* _DATASET ROWS_:

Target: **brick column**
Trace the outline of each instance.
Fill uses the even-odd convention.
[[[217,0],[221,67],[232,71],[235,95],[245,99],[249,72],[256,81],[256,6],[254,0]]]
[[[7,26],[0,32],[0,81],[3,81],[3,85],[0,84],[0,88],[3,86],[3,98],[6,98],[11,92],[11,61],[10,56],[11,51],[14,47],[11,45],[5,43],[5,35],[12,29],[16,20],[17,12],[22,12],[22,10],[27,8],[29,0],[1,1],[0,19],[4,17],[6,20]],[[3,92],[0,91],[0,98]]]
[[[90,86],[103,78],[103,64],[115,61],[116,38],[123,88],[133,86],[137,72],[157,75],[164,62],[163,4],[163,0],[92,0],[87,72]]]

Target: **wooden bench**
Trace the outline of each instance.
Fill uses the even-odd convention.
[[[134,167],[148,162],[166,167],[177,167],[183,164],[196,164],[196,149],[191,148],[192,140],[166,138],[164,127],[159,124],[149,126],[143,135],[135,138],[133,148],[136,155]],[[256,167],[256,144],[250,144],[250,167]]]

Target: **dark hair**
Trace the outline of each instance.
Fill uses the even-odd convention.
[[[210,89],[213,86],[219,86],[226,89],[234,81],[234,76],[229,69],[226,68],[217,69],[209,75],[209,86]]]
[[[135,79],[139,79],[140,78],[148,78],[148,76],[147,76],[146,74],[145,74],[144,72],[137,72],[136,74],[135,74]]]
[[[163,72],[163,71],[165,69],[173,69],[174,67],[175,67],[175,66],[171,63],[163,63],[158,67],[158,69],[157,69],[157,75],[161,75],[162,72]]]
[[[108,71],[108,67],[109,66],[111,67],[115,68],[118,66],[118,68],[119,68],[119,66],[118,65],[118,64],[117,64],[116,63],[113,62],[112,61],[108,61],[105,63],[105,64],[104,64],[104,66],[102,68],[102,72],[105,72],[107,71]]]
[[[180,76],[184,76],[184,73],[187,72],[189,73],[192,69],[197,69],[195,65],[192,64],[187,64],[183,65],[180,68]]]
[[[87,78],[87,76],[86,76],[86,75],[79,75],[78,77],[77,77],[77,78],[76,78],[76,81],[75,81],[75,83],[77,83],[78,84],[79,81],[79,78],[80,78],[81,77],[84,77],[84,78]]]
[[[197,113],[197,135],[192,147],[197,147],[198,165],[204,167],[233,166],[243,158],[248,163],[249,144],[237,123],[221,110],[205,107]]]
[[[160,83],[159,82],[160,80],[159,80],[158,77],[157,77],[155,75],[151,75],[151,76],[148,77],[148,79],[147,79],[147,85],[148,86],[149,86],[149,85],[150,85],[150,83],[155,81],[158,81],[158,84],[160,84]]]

* _TASK DESCRIPTION_:
Write out all of the records above line for line, with no change to any character.

* _OUTPUT FOR THIS EXERCISE_:
Target: **brick column**
Trace the outline of each instance.
Fill uses the even-odd convention.
[[[217,0],[221,67],[232,71],[235,95],[245,99],[249,72],[256,81],[256,6],[254,0]]]
[[[7,26],[0,32],[0,81],[3,81],[3,85],[0,84],[0,88],[3,86],[3,98],[6,98],[11,92],[11,61],[10,56],[11,51],[14,47],[11,45],[5,43],[5,35],[12,29],[16,20],[17,12],[22,12],[22,10],[27,8],[29,0],[1,1],[0,19],[4,17],[6,20]],[[3,92],[0,91],[0,98]]]
[[[90,86],[103,78],[103,64],[115,61],[116,38],[123,88],[133,86],[137,72],[157,75],[164,62],[163,4],[163,0],[92,0],[87,72]]]

Target: **wooden bench**
Trace the outline of each instance.
Fill uses the even-odd convention.
[[[134,167],[148,162],[166,167],[177,167],[183,164],[196,164],[196,149],[191,148],[192,140],[166,138],[164,127],[159,124],[149,126],[143,135],[135,138],[133,148],[136,155]],[[256,167],[256,144],[250,144],[250,167]]]

Target: **dark hair**
Trace the outline of each instance.
Fill uses the even-odd convention.
[[[210,89],[213,86],[219,86],[226,89],[234,81],[234,76],[229,69],[226,68],[217,69],[209,75],[209,86]]]
[[[135,79],[139,79],[140,78],[148,78],[148,76],[147,76],[146,74],[145,74],[144,72],[137,72],[136,74],[135,74]]]
[[[163,72],[163,71],[165,69],[173,69],[174,67],[175,67],[175,66],[171,63],[163,63],[158,67],[158,69],[157,69],[157,75],[161,75],[162,72]]]
[[[108,71],[108,67],[109,66],[111,67],[115,68],[118,66],[118,68],[119,68],[119,66],[118,65],[118,64],[117,64],[116,63],[113,62],[112,61],[108,61],[105,63],[105,64],[104,64],[104,66],[102,68],[102,72],[105,72],[107,71]]]
[[[180,76],[184,76],[184,73],[187,72],[189,73],[192,69],[197,69],[195,65],[192,64],[187,64],[183,65],[180,68]]]
[[[87,78],[87,76],[86,76],[86,75],[79,75],[78,77],[77,77],[77,78],[76,78],[76,81],[75,81],[75,83],[77,83],[78,84],[79,81],[79,78],[80,78],[81,77],[84,77],[84,78]]]
[[[197,113],[197,135],[192,147],[197,147],[198,165],[204,167],[233,166],[243,158],[248,163],[249,144],[237,123],[221,110],[205,107]]]
[[[160,83],[159,82],[160,80],[159,80],[158,77],[157,77],[155,75],[151,75],[151,76],[148,77],[148,79],[147,79],[147,85],[148,86],[149,86],[149,85],[150,85],[150,83],[155,81],[158,81],[158,84],[160,84]]]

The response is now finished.